## [STORED DATA]
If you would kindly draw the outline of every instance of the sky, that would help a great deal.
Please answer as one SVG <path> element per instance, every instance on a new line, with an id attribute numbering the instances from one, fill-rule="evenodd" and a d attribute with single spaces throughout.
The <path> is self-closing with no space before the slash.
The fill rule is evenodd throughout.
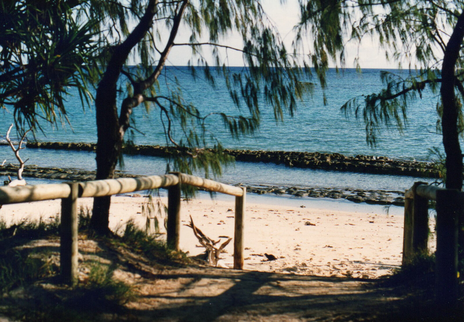
<path id="1" fill-rule="evenodd" d="M 287 0 L 281 4 L 279 0 L 262 0 L 263 8 L 276 26 L 281 36 L 284 39 L 284 42 L 290 50 L 291 48 L 292 41 L 295 34 L 292 32 L 293 26 L 298 22 L 299 18 L 298 1 L 296 0 Z M 185 41 L 186 42 L 190 36 L 189 32 L 186 29 L 180 29 L 176 42 Z M 309 41 L 310 39 L 309 39 Z M 223 43 L 228 45 L 243 48 L 243 42 L 238 35 L 232 35 L 223 40 Z M 207 53 L 208 49 L 204 49 L 203 53 L 208 57 Z M 169 64 L 182 66 L 187 64 L 190 58 L 191 52 L 186 52 L 184 47 L 177 47 L 173 48 L 169 56 Z M 357 55 L 359 51 L 360 65 L 361 68 L 397 68 L 398 63 L 388 61 L 385 57 L 385 51 L 380 48 L 378 42 L 370 39 L 365 39 L 359 47 L 357 44 L 348 43 L 346 50 L 346 64 L 347 68 L 354 68 L 354 60 Z M 309 53 L 306 50 L 304 53 Z M 227 60 L 226 59 L 225 52 L 222 54 L 224 61 L 229 66 L 243 66 L 244 64 L 241 54 L 229 50 L 227 52 Z M 212 64 L 212 59 L 209 62 Z M 335 67 L 332 63 L 330 67 Z"/>

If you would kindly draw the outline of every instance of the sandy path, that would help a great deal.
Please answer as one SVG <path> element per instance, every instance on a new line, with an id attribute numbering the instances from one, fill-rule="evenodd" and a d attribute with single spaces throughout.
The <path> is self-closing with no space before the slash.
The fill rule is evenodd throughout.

## [GIVEN PROBLEM]
Lay out every line of the entries above as a Markdown table with the columns "Row" and "Entry line", numbering the rows in order, skipping blank lines and leaving out the pictures.

## [SOLUTION FOR THIS TASK]
| Row | Entry line |
|---|---|
| 1 | If you would kindly draw the outline of every instance of the sky, that would help a great deal. |
| 2 | Please answer as one SVG <path> element per instance, every instance on a new line, with an id attribute numbering the instances from one, fill-rule="evenodd" and a d attribute with single spaces throughout. |
| 3 | The <path> is self-closing with no space before the slash. |
| 4 | The fill rule is evenodd throughout. |
| 5 | <path id="1" fill-rule="evenodd" d="M 287 0 L 281 4 L 279 0 L 262 0 L 263 8 L 276 26 L 281 36 L 284 39 L 284 42 L 290 50 L 291 48 L 292 41 L 295 34 L 292 32 L 293 26 L 298 22 L 299 18 L 298 1 L 296 0 Z M 185 41 L 186 42 L 190 36 L 189 32 L 186 29 L 180 29 L 176 42 Z M 309 41 L 310 39 L 309 39 Z M 223 43 L 228 45 L 243 48 L 243 42 L 238 35 L 232 35 L 223 40 Z M 207 53 L 208 49 L 204 49 L 203 53 L 208 57 Z M 169 64 L 182 66 L 187 64 L 190 58 L 191 52 L 186 52 L 184 47 L 177 47 L 173 48 L 169 56 Z M 357 55 L 359 51 L 360 65 L 361 68 L 397 68 L 398 63 L 388 61 L 385 57 L 385 51 L 380 48 L 378 42 L 370 39 L 365 39 L 359 47 L 357 44 L 348 43 L 346 50 L 346 64 L 347 68 L 354 68 L 354 60 Z M 309 53 L 306 50 L 304 53 Z M 227 60 L 226 59 L 225 52 L 222 54 L 224 61 L 229 66 L 243 66 L 244 64 L 241 54 L 229 50 L 227 52 Z M 212 64 L 212 59 L 209 62 Z M 335 67 L 332 63 L 330 67 Z"/> |
| 6 | If you would kindly draw the outline of every instance of the sandy path, that would help a great deal. |
| 7 | Please answer as one SVG <path> element per instance, every instance on a new line, with an id attribute numbering the instances from one, fill-rule="evenodd" and a d attribute with single spaces throughout. |
| 8 | The <path> is self-closing with no space before the slash. |
| 9 | The fill rule is evenodd throughout. |